— Start of Recorded information —

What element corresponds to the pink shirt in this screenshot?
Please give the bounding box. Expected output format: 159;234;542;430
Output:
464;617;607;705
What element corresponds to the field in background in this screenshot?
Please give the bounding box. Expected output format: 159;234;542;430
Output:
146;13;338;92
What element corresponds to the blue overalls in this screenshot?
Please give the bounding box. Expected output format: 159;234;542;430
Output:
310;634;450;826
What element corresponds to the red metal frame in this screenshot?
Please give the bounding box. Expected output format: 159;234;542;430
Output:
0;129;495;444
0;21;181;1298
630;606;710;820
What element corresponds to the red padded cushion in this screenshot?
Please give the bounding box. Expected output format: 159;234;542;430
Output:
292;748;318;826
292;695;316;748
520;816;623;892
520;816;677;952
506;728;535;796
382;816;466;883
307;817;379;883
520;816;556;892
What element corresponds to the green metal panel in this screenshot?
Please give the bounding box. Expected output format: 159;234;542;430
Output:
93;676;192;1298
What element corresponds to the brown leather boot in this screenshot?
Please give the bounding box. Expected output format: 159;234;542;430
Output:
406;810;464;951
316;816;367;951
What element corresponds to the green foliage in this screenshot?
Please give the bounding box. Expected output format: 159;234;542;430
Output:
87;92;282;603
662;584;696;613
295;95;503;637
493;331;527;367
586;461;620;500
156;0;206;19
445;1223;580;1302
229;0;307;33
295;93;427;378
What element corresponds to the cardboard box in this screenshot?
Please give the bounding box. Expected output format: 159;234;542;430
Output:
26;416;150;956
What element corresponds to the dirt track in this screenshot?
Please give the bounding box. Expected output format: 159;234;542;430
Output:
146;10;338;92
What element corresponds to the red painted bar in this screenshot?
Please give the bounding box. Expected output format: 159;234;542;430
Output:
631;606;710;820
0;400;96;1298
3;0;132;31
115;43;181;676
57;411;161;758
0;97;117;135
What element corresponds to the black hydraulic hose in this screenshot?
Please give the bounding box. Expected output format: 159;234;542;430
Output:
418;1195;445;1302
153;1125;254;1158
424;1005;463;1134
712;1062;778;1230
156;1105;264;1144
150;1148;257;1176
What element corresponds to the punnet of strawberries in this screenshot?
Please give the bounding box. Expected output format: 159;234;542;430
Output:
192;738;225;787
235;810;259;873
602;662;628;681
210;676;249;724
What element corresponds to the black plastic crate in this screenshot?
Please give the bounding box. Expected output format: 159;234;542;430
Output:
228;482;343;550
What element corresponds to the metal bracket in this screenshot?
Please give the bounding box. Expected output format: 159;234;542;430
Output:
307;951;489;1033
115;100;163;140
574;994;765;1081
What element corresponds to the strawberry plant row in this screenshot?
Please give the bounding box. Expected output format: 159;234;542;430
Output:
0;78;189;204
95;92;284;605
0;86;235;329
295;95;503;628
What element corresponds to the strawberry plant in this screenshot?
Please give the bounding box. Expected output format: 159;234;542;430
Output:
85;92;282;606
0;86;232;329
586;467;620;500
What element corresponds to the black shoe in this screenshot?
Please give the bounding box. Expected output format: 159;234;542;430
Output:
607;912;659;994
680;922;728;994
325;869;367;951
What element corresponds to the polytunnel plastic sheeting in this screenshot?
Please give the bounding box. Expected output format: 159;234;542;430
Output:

— End of Recorded information —

Task: Print every row above again, word for word and in the same order.

Full answer:
What element corresponds to the pink shirt in this screenshot?
Please give the bounding box. Expected output format: 159;234;542;430
Output:
464;617;607;705
What element corresponds to the field in background in this screenshot?
Please give the bounding box. Expected output format: 159;234;542;430
Output:
146;13;338;92
What element corresponds to the blue overalls in this screenshot?
Please give the bounding box. Expected output format: 159;234;542;430
Output:
310;634;450;826
What element corresponds to the red metal frame in this screenshot?
Please give the bounding box. Expected output format: 159;234;542;430
Output:
0;129;495;444
0;21;181;1298
630;606;710;820
What element corresponds to the red padded cushion in this screenshot?
Please give the bounding box. Expected output format: 159;234;542;430
Output:
292;748;318;826
292;695;316;748
520;816;623;892
520;816;677;952
506;728;535;796
382;816;466;883
307;817;379;883
520;816;556;892
What element corresponds to the green metal panel in this screenshot?
Please give the bounding box. Expected output format: 159;234;542;430
Output:
93;676;192;1298
What element corresponds to the brown leather boot in this screenshot?
Please give the bounding box. Expected output format: 159;234;542;430
Output:
406;810;464;951
316;816;367;951
What element corresponds to the green foliage in this screenshot?
Please give the bounding box. Expected output format: 159;234;542;430
Output:
87;92;282;603
662;584;696;613
295;95;503;637
493;331;527;367
586;461;620;500
156;0;206;19
445;1223;580;1302
229;0;307;33
295;93;427;378
What element corresponds to the cardboard box in this screenshot?
Please give the bounding box. Expected output format: 159;234;542;430
Output:
26;416;150;956
What element corresponds to the dirt track in this screenshot?
Please give the bounding box. Expected output format: 159;234;542;430
Output:
146;10;338;92
What element corresponds to the red painted bar in this screenshot?
Please give the bounding box. Expected output format: 159;234;542;430
Output:
631;606;710;820
0;400;96;1298
3;0;132;31
115;43;181;676
57;411;161;758
0;97;117;135
What element corresponds to the black hydraulic hose in this screenshot?
Please give the bounding box. Expected output format: 159;234;542;430
Output:
418;1195;445;1302
153;1125;254;1158
424;1005;463;1134
712;1062;778;1230
156;1105;264;1144
150;1148;257;1176
What element corresponds to the punnet of strawberries in this screenshot?
Please give the bounding box. Expected output format: 159;234;542;430
Output:
192;738;225;787
235;810;259;873
602;662;628;681
210;676;249;724
What element corresponds to the black plastic crate in this screenshot?
Please give the bounding box. Expected output format: 159;234;542;430
Output:
228;482;343;550
What element corresponds to the metal bracket in this screenshot?
Please give the bounding box. Expected output format: 159;234;542;430
Output:
307;951;489;1033
115;100;163;140
574;994;765;1081
What element corresponds to the strawberry plant row in this screenshot?
Please give the bounding box. Expected output format: 159;234;542;430
Output:
0;78;189;204
95;92;284;605
0;86;235;329
295;95;503;628
What element corresponds to the strawberry plant in this screenshot?
Please give the bounding box. Expected output format: 159;234;542;430
Output:
85;92;282;606
0;86;232;329
586;467;620;500
What element corresponds to the black shoe in this screenshot?
Please give the bounding box. Expected output format: 159;234;542;430
Output:
607;912;659;994
680;922;728;994
325;869;367;951
What element corresponds to the polytunnel plastic sheeting in this screenshot?
Please give the bounding box. Expected output format: 159;234;542;430
Output:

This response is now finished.